● **WORK TO BE COMPLETED**
Please report how many lines in the records below contain "purple". Reply with the number alone.

● **DATA FOR THIS EXERCISE**
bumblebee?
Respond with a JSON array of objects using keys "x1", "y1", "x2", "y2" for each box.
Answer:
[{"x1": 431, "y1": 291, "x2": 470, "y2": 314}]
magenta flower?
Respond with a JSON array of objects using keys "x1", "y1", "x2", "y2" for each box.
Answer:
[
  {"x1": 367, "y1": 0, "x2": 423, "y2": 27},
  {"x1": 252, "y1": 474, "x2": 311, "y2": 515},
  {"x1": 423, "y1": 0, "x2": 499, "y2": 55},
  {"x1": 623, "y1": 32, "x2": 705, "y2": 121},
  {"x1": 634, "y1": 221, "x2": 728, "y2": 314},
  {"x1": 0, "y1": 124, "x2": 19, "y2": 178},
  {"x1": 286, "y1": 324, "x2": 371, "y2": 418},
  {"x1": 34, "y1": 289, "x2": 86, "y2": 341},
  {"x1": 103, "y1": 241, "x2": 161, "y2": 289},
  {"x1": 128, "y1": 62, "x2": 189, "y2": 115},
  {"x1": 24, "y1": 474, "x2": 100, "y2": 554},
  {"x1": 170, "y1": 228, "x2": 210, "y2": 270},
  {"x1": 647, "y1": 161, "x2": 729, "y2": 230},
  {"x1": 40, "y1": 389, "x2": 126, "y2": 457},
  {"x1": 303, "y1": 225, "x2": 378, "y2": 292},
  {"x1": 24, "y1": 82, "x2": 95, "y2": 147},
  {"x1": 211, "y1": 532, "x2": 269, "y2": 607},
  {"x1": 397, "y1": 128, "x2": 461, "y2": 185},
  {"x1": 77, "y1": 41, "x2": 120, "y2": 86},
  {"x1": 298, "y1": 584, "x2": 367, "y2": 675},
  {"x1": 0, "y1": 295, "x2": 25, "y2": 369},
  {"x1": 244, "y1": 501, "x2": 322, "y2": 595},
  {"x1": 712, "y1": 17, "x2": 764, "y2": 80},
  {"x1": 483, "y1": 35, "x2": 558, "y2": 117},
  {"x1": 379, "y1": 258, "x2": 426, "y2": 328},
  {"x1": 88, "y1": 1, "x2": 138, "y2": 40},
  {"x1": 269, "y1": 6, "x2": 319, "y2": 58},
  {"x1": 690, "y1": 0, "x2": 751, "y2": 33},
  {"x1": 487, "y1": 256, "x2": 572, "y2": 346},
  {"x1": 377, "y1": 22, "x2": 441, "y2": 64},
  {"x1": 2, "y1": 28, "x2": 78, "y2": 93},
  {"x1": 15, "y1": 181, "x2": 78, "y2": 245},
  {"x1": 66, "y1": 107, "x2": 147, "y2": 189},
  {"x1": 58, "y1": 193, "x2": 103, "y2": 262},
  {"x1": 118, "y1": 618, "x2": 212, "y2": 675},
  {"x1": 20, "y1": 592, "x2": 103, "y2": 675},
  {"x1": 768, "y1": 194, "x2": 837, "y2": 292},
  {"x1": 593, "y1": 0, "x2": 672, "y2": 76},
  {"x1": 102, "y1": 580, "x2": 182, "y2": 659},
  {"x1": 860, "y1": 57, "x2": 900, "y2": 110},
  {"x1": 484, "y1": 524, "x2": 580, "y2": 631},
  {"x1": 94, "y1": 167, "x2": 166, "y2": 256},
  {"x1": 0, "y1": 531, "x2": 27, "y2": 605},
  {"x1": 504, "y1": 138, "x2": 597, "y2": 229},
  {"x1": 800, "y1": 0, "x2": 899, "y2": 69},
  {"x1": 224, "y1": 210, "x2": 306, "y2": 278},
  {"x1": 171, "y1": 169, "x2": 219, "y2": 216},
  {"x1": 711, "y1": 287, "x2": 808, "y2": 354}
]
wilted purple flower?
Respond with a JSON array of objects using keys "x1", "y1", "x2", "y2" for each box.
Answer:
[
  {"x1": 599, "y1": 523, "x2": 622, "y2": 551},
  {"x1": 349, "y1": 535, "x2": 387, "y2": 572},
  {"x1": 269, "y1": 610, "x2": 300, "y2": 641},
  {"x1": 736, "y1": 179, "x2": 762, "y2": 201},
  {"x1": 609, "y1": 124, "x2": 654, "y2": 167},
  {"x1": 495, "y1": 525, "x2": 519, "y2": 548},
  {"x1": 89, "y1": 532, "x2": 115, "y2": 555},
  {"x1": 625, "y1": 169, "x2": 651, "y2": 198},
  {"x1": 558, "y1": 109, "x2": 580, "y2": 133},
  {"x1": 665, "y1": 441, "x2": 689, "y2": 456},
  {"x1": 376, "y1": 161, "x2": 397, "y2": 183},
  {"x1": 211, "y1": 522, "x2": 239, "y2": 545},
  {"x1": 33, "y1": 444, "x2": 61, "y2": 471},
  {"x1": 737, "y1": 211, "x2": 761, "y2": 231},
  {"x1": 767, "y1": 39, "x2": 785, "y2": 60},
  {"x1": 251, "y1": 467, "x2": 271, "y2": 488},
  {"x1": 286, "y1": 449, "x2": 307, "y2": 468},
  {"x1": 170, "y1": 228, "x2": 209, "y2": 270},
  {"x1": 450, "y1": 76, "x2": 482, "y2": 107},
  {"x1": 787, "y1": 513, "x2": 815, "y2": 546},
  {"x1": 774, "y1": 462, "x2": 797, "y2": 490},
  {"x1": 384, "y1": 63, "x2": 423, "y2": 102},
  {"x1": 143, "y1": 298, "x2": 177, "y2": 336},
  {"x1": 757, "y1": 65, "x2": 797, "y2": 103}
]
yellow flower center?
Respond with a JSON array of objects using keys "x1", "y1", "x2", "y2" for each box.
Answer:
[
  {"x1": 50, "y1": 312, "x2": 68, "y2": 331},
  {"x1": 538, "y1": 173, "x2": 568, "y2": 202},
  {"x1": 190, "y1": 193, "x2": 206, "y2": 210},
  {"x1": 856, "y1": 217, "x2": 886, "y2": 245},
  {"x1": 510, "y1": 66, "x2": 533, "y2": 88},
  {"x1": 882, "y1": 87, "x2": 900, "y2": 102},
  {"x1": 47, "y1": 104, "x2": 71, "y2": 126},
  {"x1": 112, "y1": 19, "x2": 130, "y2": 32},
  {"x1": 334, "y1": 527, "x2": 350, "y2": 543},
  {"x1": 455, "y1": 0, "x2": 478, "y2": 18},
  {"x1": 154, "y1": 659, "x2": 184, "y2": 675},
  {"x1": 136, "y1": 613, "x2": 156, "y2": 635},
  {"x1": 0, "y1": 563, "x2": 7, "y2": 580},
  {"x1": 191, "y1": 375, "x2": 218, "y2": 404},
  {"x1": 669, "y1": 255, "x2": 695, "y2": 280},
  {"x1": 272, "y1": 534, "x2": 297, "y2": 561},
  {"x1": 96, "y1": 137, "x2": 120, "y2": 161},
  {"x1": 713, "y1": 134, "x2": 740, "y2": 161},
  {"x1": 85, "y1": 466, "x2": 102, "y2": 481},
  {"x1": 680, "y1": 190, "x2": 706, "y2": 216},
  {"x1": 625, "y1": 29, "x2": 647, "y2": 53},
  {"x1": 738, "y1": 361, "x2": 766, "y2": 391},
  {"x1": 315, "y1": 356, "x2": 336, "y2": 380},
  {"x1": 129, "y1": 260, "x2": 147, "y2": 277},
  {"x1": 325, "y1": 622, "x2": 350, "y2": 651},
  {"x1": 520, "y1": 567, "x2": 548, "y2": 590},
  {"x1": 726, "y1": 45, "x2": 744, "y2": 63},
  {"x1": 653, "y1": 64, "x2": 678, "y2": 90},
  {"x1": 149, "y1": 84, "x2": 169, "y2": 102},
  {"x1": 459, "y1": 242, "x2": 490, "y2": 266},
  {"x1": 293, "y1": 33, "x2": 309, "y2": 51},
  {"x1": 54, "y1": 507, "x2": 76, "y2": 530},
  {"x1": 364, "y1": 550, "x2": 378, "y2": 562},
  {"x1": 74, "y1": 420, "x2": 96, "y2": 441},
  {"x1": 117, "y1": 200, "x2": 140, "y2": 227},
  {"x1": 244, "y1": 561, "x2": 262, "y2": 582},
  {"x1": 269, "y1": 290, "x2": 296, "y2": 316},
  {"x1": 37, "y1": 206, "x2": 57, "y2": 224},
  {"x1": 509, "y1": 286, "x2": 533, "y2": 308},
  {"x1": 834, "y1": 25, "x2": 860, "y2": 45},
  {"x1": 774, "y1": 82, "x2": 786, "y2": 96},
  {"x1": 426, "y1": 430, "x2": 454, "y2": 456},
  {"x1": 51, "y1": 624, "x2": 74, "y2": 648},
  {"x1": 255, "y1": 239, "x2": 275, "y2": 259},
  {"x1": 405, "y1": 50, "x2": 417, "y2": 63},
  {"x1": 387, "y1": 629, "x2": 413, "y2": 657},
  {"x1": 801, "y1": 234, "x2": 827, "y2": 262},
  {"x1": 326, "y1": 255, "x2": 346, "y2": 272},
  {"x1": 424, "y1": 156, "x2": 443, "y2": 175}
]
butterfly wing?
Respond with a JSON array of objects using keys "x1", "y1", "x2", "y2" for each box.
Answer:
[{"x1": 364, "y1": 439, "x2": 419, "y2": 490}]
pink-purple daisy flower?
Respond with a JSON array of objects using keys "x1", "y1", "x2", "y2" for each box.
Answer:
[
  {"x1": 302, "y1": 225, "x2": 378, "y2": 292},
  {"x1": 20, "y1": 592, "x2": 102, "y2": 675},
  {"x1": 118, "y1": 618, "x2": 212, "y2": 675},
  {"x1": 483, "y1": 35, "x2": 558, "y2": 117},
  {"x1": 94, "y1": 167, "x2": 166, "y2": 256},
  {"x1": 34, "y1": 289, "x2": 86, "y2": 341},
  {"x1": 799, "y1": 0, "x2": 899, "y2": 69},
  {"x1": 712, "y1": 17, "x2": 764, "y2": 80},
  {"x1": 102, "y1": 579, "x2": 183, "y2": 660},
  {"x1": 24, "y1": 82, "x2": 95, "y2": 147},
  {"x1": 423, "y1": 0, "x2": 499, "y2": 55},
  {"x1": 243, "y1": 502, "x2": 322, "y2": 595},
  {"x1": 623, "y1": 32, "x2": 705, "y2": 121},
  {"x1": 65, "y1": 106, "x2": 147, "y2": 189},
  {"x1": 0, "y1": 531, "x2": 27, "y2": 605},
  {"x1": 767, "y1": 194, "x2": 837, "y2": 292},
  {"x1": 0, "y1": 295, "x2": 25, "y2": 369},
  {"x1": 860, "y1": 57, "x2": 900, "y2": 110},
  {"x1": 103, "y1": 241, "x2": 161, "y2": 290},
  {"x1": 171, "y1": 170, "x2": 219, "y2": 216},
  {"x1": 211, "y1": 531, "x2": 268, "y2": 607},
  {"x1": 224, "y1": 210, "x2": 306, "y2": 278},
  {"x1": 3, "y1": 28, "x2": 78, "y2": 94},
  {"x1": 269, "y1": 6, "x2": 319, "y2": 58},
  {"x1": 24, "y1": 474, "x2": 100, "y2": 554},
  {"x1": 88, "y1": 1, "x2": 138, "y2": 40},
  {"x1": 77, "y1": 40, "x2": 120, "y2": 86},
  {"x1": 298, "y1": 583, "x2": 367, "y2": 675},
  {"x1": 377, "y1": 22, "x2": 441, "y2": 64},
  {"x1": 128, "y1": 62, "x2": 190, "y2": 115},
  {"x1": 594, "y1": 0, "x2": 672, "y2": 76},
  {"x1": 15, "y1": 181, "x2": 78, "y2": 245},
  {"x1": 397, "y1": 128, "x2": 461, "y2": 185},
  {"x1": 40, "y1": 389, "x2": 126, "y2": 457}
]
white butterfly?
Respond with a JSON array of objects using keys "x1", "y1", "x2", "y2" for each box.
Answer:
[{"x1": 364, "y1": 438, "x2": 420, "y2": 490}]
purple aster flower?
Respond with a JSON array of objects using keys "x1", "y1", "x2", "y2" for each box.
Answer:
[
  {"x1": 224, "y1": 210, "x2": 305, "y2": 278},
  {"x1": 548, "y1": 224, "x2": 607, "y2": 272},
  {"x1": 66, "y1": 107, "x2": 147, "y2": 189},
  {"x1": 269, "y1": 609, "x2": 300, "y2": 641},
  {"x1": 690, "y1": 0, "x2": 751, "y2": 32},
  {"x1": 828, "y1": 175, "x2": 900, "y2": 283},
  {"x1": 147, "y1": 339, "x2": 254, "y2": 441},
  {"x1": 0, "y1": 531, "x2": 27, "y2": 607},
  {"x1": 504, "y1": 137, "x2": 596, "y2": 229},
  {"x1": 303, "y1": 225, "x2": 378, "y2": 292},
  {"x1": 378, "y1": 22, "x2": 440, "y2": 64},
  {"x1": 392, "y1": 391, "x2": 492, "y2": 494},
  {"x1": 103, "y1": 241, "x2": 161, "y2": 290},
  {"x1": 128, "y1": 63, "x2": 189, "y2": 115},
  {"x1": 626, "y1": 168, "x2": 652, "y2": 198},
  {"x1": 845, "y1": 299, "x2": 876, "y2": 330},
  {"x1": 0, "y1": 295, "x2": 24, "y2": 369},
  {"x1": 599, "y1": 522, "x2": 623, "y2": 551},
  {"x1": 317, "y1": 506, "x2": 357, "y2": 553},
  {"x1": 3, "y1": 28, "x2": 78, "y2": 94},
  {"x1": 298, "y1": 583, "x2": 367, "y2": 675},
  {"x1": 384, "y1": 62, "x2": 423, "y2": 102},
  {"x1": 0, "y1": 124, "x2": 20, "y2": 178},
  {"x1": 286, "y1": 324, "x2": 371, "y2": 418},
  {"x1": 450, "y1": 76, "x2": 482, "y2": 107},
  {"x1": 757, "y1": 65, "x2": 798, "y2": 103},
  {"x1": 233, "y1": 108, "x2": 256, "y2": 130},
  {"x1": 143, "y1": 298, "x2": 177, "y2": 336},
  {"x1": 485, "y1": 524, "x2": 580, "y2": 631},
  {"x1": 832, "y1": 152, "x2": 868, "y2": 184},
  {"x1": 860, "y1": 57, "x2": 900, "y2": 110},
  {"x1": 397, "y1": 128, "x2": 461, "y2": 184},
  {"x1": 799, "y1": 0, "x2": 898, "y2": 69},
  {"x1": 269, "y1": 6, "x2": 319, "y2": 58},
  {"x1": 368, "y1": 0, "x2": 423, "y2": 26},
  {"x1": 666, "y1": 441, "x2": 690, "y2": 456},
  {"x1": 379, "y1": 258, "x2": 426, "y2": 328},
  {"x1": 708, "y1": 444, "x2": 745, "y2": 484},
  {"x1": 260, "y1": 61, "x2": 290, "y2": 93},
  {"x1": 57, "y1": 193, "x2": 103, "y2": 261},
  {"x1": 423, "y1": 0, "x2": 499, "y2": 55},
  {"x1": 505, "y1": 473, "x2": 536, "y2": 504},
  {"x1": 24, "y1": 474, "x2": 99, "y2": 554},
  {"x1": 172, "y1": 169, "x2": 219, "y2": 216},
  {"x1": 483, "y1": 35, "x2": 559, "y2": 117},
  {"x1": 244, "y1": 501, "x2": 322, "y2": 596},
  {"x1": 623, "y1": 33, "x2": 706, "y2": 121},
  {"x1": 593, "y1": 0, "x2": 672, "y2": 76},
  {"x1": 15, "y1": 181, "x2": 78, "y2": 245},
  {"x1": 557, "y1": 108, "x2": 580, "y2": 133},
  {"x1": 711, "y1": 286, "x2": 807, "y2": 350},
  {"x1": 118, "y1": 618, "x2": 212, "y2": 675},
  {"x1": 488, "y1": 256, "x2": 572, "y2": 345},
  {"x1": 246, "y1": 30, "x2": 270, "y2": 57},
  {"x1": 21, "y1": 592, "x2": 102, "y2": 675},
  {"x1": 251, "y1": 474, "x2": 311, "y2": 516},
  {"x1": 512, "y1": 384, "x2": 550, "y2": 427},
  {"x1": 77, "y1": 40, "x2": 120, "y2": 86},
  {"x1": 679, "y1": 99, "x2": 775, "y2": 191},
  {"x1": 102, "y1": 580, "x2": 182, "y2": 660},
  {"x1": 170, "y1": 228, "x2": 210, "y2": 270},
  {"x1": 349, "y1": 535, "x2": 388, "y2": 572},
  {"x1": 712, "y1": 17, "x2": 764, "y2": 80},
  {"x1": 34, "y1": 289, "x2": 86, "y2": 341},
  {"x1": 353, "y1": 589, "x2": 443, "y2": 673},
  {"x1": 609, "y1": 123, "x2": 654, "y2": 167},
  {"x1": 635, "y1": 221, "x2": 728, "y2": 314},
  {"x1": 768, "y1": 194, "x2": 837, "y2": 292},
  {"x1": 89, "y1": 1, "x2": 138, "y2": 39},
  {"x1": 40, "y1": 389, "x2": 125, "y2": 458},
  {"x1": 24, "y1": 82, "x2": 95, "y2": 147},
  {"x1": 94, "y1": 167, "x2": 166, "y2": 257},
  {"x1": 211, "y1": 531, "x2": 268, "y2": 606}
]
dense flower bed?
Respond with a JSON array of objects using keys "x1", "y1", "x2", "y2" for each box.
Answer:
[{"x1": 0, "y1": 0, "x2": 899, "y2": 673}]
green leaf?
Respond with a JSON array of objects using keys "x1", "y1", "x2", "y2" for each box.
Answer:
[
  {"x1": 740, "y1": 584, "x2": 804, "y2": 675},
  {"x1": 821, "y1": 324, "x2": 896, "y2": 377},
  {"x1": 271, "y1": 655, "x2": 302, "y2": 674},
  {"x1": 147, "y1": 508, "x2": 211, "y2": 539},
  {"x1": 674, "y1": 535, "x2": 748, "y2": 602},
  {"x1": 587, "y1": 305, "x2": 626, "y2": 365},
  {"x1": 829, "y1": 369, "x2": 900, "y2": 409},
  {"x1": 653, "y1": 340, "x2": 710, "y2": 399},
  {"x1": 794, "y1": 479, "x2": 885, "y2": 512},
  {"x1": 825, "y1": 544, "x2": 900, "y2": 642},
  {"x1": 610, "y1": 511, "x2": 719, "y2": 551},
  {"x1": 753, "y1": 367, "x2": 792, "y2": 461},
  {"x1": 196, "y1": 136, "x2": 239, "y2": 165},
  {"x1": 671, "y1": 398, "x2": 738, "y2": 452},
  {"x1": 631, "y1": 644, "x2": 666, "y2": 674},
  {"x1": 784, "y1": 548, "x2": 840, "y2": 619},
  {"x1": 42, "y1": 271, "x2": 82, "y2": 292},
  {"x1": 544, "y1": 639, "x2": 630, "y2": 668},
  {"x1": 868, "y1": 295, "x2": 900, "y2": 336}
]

● **SOLUTION FOR THIS EXERCISE**
3